=== SELECTED PASSAGE ===
One of the problems is that there is simply too much testing – especially for the students who aren’t low achieving in reading (VanDerHeyden, Burns, & Bonifay, 2018). That WWC Practice Guide referred to earlier called for three testings per year, but in many jurisdictions, kids are getting far more than that – and the frequency of testing is not necessarily linked to any need for information – if you know a youngster is struggling with phonemic awareness, why not just teach more of that rather than testing the student over and over?

Another problem is that teachers can find it challenging to administer so many tests under classroom conditions. Not only does it undercut the amount of instruction, but it can be tough to provide a valid assessment of phonemic awareness or oral reading fluency when students or teachers struggle to hear each other. In my experience, the best data is produced when test administrators are brought in to take on this burden. I know I trust such data more (and so does the Institute for Education Science in the research studies that they support).

=== DATA LISTING ===
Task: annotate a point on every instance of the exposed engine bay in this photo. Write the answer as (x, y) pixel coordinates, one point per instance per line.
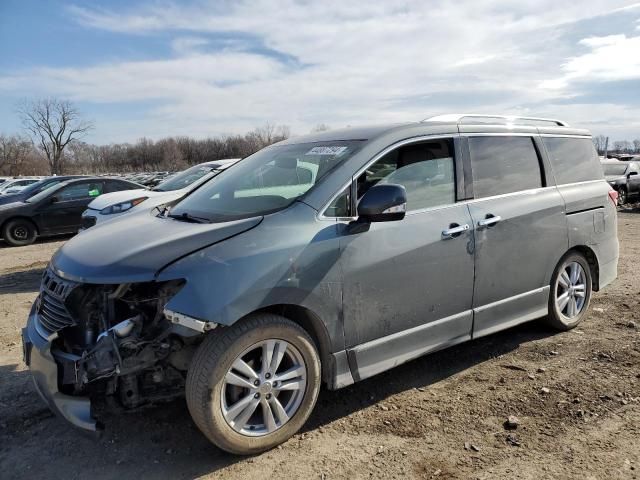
(113, 343)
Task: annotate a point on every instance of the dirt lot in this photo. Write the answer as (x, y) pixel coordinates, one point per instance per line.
(438, 417)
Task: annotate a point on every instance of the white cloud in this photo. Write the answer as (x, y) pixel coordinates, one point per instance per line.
(349, 62)
(188, 45)
(614, 57)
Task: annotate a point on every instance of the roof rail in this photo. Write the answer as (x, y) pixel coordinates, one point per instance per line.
(459, 119)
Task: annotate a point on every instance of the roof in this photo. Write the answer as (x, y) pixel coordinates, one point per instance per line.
(344, 134)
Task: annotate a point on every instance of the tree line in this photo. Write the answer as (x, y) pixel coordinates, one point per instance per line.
(53, 144)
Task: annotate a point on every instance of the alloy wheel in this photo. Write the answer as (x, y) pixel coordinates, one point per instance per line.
(571, 290)
(20, 232)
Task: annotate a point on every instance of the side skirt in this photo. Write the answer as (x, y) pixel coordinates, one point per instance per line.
(378, 355)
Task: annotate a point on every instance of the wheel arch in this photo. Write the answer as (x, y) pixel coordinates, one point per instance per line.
(313, 325)
(592, 260)
(20, 217)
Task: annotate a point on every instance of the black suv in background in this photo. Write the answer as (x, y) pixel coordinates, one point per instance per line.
(56, 210)
(35, 188)
(624, 177)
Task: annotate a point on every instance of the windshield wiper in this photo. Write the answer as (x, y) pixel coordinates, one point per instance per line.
(187, 217)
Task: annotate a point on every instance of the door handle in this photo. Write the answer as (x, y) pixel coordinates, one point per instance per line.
(489, 221)
(454, 230)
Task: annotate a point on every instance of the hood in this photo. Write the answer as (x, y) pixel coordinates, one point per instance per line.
(135, 249)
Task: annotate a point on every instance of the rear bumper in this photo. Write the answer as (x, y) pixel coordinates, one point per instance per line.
(46, 370)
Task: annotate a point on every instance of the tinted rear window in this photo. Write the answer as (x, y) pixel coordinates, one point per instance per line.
(573, 159)
(503, 165)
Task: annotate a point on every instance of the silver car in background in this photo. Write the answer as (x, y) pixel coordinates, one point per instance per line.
(113, 205)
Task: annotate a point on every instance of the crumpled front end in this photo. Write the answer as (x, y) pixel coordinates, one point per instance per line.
(95, 347)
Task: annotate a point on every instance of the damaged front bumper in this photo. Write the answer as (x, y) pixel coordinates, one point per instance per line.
(48, 368)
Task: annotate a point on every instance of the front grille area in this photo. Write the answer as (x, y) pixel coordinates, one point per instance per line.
(52, 313)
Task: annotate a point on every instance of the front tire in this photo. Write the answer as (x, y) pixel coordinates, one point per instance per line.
(19, 232)
(571, 287)
(251, 386)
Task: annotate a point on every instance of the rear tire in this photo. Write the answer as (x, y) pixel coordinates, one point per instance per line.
(19, 232)
(231, 369)
(570, 292)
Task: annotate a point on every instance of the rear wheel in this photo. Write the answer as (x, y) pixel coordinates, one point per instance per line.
(19, 232)
(571, 287)
(253, 385)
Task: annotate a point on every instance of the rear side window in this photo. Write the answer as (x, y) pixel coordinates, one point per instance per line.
(573, 159)
(504, 165)
(80, 191)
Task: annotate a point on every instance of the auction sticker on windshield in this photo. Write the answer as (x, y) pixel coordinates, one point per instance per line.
(337, 150)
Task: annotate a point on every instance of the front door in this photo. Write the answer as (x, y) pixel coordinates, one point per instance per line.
(407, 285)
(520, 229)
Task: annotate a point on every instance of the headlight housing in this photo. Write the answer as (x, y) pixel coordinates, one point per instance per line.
(122, 206)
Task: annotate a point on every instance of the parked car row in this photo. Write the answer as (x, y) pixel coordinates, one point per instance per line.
(68, 204)
(624, 177)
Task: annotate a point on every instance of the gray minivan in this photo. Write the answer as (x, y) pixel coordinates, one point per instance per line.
(326, 258)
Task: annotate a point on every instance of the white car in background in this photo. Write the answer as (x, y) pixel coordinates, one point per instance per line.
(113, 205)
(16, 185)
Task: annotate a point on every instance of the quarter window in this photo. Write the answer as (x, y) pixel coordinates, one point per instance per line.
(341, 206)
(504, 165)
(573, 159)
(426, 170)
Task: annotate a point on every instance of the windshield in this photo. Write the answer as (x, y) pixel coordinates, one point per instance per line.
(44, 193)
(266, 181)
(613, 169)
(42, 185)
(183, 179)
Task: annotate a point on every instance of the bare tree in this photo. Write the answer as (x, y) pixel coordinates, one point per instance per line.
(53, 124)
(14, 151)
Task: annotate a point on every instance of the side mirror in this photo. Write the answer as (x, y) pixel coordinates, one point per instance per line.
(383, 203)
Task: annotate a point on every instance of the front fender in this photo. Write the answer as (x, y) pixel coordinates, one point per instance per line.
(290, 258)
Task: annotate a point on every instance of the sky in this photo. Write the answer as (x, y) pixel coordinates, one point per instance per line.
(206, 68)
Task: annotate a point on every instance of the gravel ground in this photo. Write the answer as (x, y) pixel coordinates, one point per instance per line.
(576, 396)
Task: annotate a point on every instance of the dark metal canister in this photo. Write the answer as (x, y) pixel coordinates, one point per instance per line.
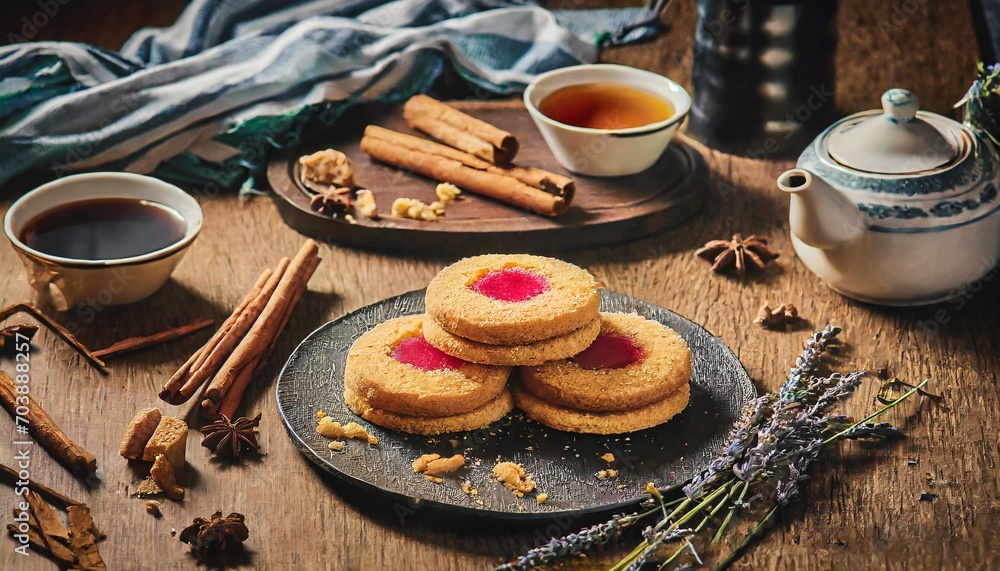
(762, 76)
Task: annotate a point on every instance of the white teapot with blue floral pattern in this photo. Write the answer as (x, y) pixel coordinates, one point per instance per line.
(896, 206)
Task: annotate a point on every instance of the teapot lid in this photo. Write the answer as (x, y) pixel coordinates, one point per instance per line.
(894, 142)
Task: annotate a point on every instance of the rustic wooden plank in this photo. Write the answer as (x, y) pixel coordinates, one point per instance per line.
(859, 511)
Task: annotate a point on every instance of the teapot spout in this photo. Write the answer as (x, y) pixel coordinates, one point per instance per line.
(819, 215)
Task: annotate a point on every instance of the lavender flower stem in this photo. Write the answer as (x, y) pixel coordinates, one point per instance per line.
(746, 541)
(732, 510)
(878, 412)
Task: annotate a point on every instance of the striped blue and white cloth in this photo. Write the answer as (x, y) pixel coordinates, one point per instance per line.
(205, 101)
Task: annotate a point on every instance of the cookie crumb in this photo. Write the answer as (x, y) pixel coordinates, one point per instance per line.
(153, 507)
(334, 430)
(514, 478)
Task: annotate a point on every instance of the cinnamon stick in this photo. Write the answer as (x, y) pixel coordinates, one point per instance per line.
(48, 493)
(539, 178)
(451, 126)
(265, 327)
(442, 169)
(59, 330)
(136, 343)
(234, 395)
(197, 370)
(75, 458)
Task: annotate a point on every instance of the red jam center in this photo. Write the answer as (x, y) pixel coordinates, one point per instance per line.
(511, 284)
(418, 352)
(610, 352)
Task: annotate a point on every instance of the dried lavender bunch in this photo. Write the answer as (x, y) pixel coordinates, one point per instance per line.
(770, 452)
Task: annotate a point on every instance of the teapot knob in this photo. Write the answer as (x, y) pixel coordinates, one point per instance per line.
(900, 105)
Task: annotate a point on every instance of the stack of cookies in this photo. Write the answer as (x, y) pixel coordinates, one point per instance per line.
(581, 370)
(394, 378)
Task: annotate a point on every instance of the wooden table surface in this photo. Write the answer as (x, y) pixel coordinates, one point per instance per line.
(860, 510)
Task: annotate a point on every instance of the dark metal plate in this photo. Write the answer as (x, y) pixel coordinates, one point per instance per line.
(562, 464)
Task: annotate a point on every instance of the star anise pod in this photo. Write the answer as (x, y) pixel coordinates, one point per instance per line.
(331, 200)
(737, 253)
(228, 438)
(210, 538)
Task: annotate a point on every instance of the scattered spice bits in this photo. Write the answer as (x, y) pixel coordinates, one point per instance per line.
(335, 200)
(73, 548)
(10, 335)
(153, 508)
(213, 538)
(776, 318)
(335, 431)
(514, 478)
(737, 253)
(228, 438)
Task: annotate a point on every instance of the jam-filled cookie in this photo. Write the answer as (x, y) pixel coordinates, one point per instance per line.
(571, 420)
(490, 412)
(535, 353)
(393, 368)
(512, 299)
(634, 362)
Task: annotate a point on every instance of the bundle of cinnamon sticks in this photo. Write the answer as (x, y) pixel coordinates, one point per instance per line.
(476, 156)
(229, 360)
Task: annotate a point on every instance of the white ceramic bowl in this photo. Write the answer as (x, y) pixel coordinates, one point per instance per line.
(607, 152)
(65, 282)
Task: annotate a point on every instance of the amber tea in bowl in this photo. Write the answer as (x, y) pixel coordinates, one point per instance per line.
(101, 238)
(104, 229)
(604, 119)
(604, 106)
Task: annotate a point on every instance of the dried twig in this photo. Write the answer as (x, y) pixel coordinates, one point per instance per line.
(57, 329)
(136, 343)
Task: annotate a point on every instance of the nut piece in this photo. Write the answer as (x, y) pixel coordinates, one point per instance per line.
(775, 318)
(446, 192)
(413, 209)
(169, 439)
(329, 428)
(139, 431)
(163, 475)
(434, 465)
(514, 478)
(365, 204)
(328, 167)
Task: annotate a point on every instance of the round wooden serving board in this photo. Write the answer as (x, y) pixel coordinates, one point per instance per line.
(604, 211)
(563, 464)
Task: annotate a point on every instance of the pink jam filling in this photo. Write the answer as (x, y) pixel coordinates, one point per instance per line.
(610, 352)
(418, 352)
(511, 284)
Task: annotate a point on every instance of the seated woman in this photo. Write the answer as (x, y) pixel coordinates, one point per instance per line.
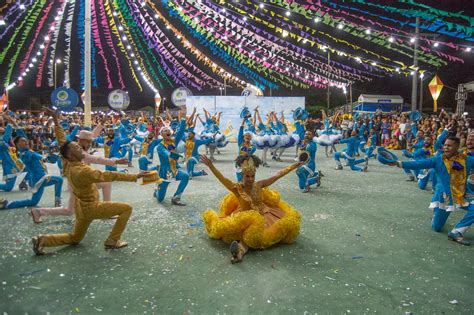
(394, 144)
(251, 215)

=== ACTIVITY 1 ===
Condense the paragraph of the passage on reading tests that begins "Another problem is that teachers" into a short bulleted list that keeps its main facts.
=== ACTIVITY 2 ===
According to the passage on reading tests, how many testings per year did the WWC Practice Guide call for?
=== ACTIVITY 3 ===
Transcribe the stretch of the passage on reading tests from "One of the problems" through "over and over?".
Rely only on the passage on reading tests.

=== REPLY 1 ===
- Teachers can find it hard to give so many tests under classroom conditions.
- The testing cuts into instruction time.
- Phonemic awareness and oral reading fluency are hard to assess validly when students or teachers struggle to hear each other.
- The author finds that the best data comes from bringing in test administrators, and trusts such data more, as does the Institute for Education Science in the research studies it supports.

=== REPLY 2 ===
Three testings per year.

=== REPLY 3 ===
One of the problems is that there is simply too much testing – especially for the students who aren’t low achieving in reading (VanDerHeyden, Burns, & Bonifay, 2018). That WWC Practice Guide referred to earlier called for three testings per year, but in many jurisdictions, kids are getting far more than that – and the frequency of testing is not necessarily linked to any need for information – if you know a youngster is struggling with phonemic awareness, why not just teach more of that rather than testing the student over and over?